PROBLEMA 1:
Responda com base no artigo:
(a) Que artigo do Código Penal prevê e pune o crime de descaminho de objecto colocado sob o poder público?
(b) Segundo o Acórdão recorrido, o particular tem legitimidade para se constituir como Assistente?
(c) Que crime aparece entre parênteses retos na decisão do Acórdão-fundamento?
**** ARTIGO ****
4. Acresce que a resposta à questão nos termos supra referidos condiciona necessariamente o sentido da resposta a dar à questão que, em termos idênticos, se coloca relativamente ao crime de descaminho de objecto colocado sob o poder público, p. e p. pelo artigo 355.° do Código Penal.
Pelo que, apesar de ter este ilícito apenas ter sido imputado no âmbito do processo em que foi proferido o douto acórdão recorrido, nenhum traço distintivo há entre esta e aquela questão que obvie à admissibilidade do presente recurso.
5. À questão supra descrita deram o Acórdão recorrido e o Acórdão-fundamento soluções nitidamente opostas:
a. O Acórdão recorrido decidiu no sentido de que o particular não é o titular dos interesses protegidos com aquela[s] incriminação[ões], não podendo, por isso, considerar-se Ofendido nos termos e para os efeitos previstos no artigo 68.°, n.° 1, al. a) do CPP, não tendo, desse modo, legitimidade para se constituir como Assistente;
b. O Acórdão-fundamento decidiu no sentido de que o particular é também titular dos interesses protegidos com aquela incriminação [crime de desobediência], sendo, pois, de admitir a sua constituição como Assistente.
**** DADOS FORNECIDOS ****
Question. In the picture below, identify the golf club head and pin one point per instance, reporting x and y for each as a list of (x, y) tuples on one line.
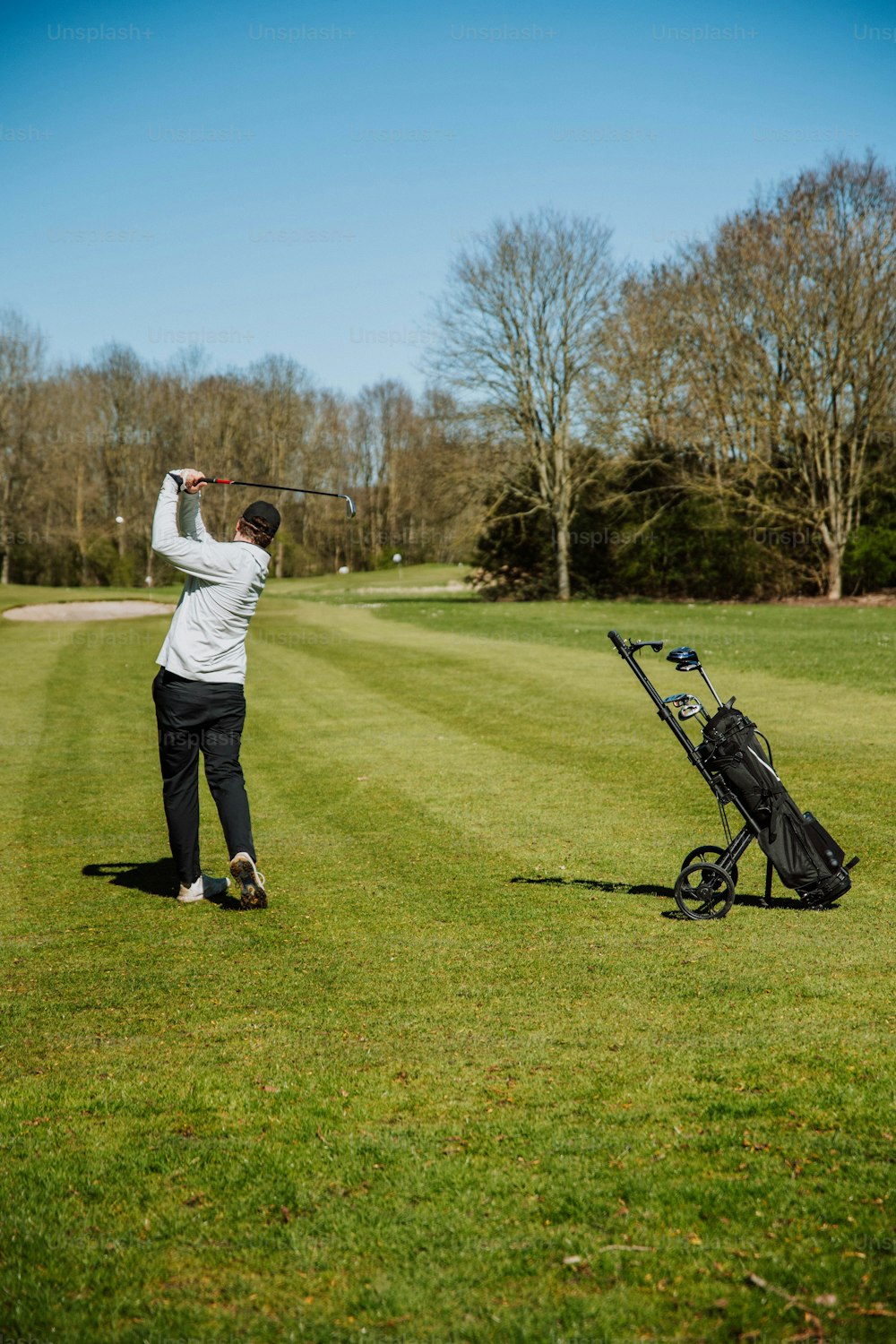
[(688, 711)]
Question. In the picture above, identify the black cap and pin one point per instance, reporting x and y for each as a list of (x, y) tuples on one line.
[(263, 515)]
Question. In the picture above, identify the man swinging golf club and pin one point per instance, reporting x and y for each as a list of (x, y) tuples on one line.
[(198, 690)]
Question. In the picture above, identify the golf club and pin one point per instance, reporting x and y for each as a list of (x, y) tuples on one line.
[(692, 707), (295, 489), (688, 660)]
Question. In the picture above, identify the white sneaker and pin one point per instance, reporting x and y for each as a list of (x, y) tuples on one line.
[(252, 882), (203, 887)]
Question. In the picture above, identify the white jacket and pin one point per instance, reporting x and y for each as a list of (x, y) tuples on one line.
[(207, 636)]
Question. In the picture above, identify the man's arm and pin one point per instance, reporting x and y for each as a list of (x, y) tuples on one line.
[(204, 559), (191, 518)]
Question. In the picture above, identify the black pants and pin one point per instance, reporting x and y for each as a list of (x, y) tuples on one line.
[(209, 717)]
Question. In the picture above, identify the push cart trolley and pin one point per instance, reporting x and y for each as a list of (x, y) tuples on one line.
[(739, 771)]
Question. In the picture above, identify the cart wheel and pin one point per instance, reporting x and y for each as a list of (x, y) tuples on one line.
[(704, 892), (711, 852)]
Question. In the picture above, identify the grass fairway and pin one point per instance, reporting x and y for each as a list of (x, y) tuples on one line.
[(463, 1080)]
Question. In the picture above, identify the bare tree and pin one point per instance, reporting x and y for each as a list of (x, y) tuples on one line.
[(790, 341), (21, 362), (521, 331)]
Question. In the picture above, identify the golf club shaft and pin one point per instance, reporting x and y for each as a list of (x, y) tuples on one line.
[(293, 489)]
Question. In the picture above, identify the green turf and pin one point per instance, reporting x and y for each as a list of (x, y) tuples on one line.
[(463, 1080)]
****
PROBLEMA 2:
Nos registos, transcreva o trecho que começa na linha que contém "Question. In the picture above, identify the white sneaker" e termina na linha que contém "[(790, 341), (21, 362), (521, 331)]", incluindo os pedidos. Some 4 a cada número das coordenadas das respostas e devolva apenas essas linhas.

RESULTADO DO EXERCÍCIO 1:
(a) O artigo 355.° do Código Penal.
(b) Não.
(c) O crime de desobediência.

RESULTADO DO EXERCÍCIO 2:
Question. In the picture above, identify the white sneaker and pin one point per instance, reporting x and y for each as a list of (x, y) tuples on one line.
[(256, 886), (207, 891)]
Question. In the picture above, identify the white jacket and pin one point per instance, reporting x and y for each as a list of (x, y) tuples on one line.
[(211, 640)]
Question. In the picture above, identify the man's arm and pin one point per instance, reporting x and y for each as a list of (x, y) tuples on one line.
[(208, 563), (195, 522)]
Question. In the picture above, identify the black pants and pin one point per instance, reporting x and y for each as a list of (x, y) tuples on one line.
[(213, 721)]
Question. In the picture above, identify the push cart trolley and pin one point per instance, reporting x and y for each as a list of (x, y) tuples on one line.
[(743, 775)]
Question. In the picture above, identify the cart wheel and pin one point per instance, reporting x and y for each as a list of (x, y) tuples on one line.
[(708, 896), (715, 856)]
Question. In the picture above, identify the grass fairway and pin one point per instance, reporting x and y for each as a list of (x, y) tuples on one line.
[(467, 1084)]
Question. In the picture above, identify the bare tree and pin one point per instance, reporting x and y for each as a list of (x, y) tuples on one line.
[(794, 345), (25, 366), (525, 335)]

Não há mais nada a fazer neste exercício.